(Position identification records)
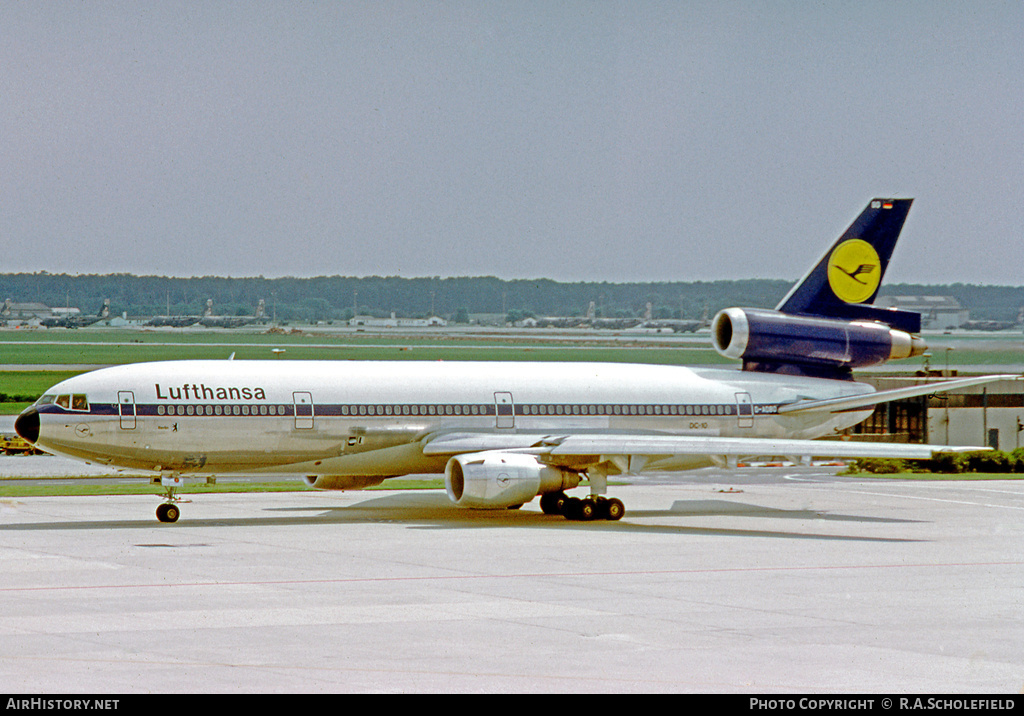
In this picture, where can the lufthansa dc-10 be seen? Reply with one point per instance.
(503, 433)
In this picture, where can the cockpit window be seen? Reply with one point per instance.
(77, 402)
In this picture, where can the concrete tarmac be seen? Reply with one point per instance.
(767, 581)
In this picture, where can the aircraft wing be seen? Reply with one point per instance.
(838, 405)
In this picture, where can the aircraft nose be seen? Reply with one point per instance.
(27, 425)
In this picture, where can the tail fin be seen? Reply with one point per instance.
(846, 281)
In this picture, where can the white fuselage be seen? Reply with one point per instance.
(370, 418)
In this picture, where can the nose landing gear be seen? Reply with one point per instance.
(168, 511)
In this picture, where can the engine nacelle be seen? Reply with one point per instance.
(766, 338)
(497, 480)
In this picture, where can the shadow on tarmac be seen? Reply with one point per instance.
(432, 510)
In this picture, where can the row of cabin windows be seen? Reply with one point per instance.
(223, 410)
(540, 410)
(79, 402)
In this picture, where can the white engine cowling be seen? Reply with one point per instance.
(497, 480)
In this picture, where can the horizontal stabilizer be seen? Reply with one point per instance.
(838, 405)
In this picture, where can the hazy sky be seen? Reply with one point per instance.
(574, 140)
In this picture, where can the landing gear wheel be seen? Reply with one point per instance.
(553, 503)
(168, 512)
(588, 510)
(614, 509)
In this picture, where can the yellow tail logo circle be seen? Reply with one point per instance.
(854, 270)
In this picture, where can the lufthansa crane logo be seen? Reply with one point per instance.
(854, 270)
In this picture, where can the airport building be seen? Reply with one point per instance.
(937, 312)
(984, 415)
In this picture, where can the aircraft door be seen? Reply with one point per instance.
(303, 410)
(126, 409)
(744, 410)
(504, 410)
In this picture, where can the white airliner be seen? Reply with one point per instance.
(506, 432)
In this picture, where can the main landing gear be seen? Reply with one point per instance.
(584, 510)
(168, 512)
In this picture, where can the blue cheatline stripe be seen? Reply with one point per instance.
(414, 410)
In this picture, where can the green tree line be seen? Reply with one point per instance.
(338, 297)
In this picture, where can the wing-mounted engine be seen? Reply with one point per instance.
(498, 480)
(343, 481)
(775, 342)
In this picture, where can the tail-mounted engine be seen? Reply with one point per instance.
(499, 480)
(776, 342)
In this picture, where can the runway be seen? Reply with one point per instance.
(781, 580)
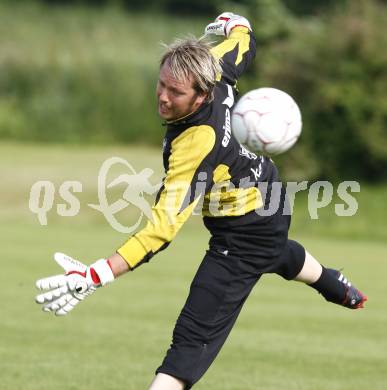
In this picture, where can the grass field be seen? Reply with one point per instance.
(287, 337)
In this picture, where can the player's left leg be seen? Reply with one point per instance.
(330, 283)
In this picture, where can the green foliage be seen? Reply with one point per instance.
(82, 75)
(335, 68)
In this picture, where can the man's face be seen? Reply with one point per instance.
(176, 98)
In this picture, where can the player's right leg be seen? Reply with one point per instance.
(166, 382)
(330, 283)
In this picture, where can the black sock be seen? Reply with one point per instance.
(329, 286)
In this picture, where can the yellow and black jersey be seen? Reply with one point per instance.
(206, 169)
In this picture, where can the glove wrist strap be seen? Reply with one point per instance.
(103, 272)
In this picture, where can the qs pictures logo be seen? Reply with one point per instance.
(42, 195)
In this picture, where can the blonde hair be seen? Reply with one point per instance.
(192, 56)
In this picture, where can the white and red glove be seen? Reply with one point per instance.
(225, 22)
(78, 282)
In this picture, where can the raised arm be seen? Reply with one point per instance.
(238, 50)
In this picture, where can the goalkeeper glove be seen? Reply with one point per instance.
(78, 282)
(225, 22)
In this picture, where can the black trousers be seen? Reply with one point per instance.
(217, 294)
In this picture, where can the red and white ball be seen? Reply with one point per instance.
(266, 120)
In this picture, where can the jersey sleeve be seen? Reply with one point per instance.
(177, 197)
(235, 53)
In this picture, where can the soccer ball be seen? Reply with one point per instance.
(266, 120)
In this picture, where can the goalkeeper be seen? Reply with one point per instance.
==
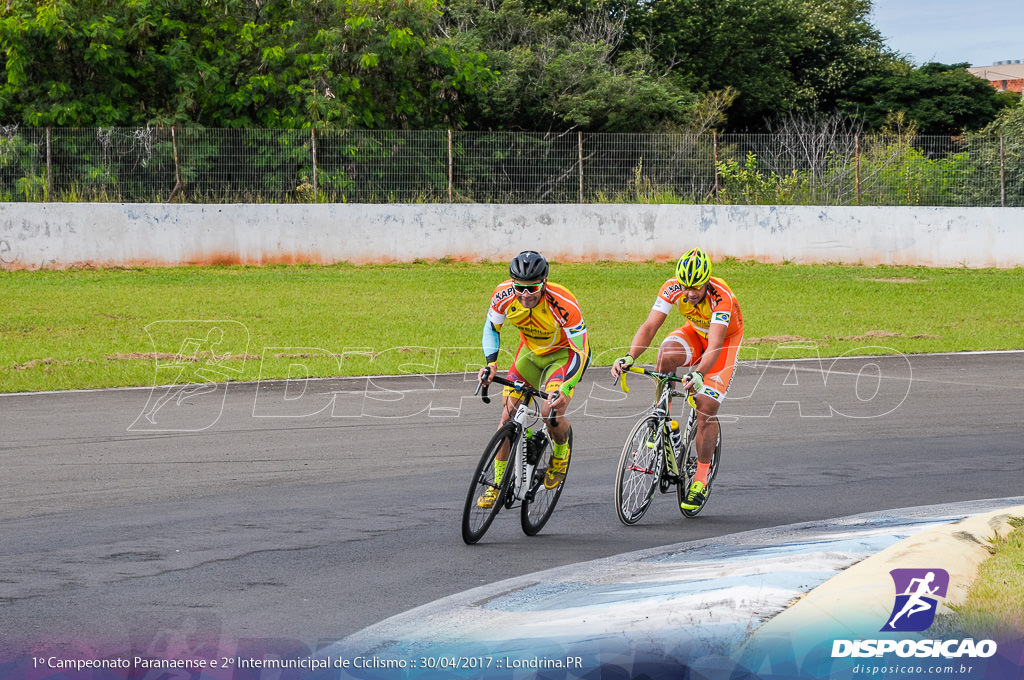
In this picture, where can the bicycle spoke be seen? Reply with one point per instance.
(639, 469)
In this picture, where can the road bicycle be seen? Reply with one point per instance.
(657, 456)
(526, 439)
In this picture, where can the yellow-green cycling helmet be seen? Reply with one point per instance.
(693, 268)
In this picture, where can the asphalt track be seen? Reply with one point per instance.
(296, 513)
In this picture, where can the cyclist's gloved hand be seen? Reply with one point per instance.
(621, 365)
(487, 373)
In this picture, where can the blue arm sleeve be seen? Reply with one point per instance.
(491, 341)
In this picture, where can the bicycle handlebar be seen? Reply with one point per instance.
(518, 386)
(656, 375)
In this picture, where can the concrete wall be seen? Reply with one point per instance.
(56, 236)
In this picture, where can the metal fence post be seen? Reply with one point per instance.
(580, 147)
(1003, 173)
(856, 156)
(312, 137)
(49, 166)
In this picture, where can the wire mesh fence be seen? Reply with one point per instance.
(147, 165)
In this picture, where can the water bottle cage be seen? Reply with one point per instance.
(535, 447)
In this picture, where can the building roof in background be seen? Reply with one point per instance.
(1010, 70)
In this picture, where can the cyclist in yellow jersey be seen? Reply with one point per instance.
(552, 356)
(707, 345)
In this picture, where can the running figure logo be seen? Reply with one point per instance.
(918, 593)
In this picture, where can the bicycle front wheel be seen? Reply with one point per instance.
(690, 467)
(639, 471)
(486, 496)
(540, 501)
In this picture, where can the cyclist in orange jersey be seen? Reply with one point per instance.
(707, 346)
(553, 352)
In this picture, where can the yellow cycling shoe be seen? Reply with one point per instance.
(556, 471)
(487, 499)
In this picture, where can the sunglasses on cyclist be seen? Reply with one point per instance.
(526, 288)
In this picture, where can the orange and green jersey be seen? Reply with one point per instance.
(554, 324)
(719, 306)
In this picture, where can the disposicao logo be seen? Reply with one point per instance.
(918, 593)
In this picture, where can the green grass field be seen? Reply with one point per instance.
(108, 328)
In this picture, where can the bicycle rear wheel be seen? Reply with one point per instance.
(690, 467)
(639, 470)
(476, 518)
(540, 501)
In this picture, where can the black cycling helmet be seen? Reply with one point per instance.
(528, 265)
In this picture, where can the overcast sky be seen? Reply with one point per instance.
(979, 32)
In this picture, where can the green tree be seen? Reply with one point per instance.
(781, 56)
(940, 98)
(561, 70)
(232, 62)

> _What the task requires_: Locate each line above that contains the string "aircraft", and copy every one of those lines in full.

> _Complete response_:
In this picture, where can the aircraft wing be seen? Reply with one point per instance.
In this picture, where can the aircraft nose be seen? Reply with one point per instance.
In this picture, where can the aircraft door be seen? Reply with one point per instance.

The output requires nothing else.